[Collection entries]
────────────────────────────────────────

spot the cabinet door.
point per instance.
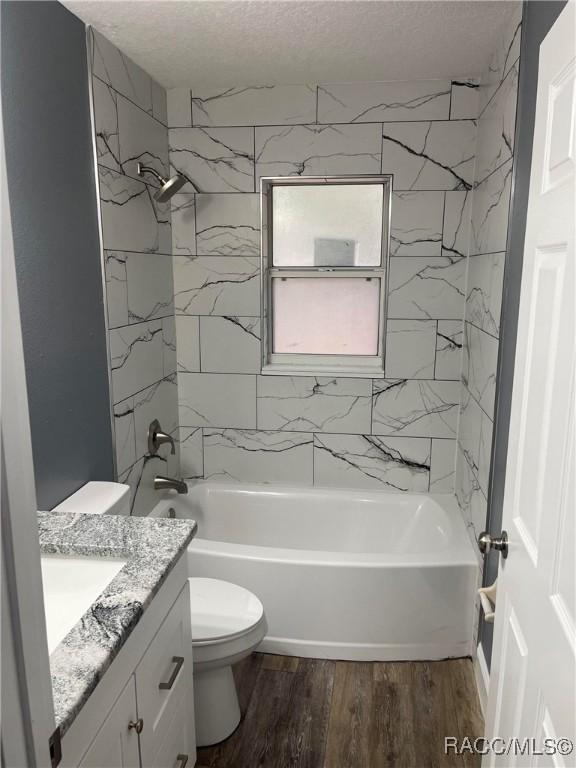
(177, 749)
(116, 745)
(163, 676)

────────────────────────────────────────

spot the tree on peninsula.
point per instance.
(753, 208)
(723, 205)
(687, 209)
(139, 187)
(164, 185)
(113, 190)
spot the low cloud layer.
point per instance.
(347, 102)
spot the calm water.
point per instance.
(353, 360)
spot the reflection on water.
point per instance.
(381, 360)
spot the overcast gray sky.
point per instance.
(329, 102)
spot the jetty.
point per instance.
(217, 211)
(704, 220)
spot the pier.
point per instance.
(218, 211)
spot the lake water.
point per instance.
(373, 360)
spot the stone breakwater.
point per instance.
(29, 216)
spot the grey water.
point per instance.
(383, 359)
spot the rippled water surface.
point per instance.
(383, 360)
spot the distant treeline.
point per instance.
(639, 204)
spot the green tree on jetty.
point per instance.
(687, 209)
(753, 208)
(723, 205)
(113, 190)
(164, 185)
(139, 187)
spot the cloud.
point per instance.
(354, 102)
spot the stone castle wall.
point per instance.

────────────────────────────────────────

= WHAT THE TASK REQUIRES =
Apply a filter for "cloud" to the data above, then copy each line that matches.

= OUTPUT BELOW =
spot the low cloud layer.
spot the cloud.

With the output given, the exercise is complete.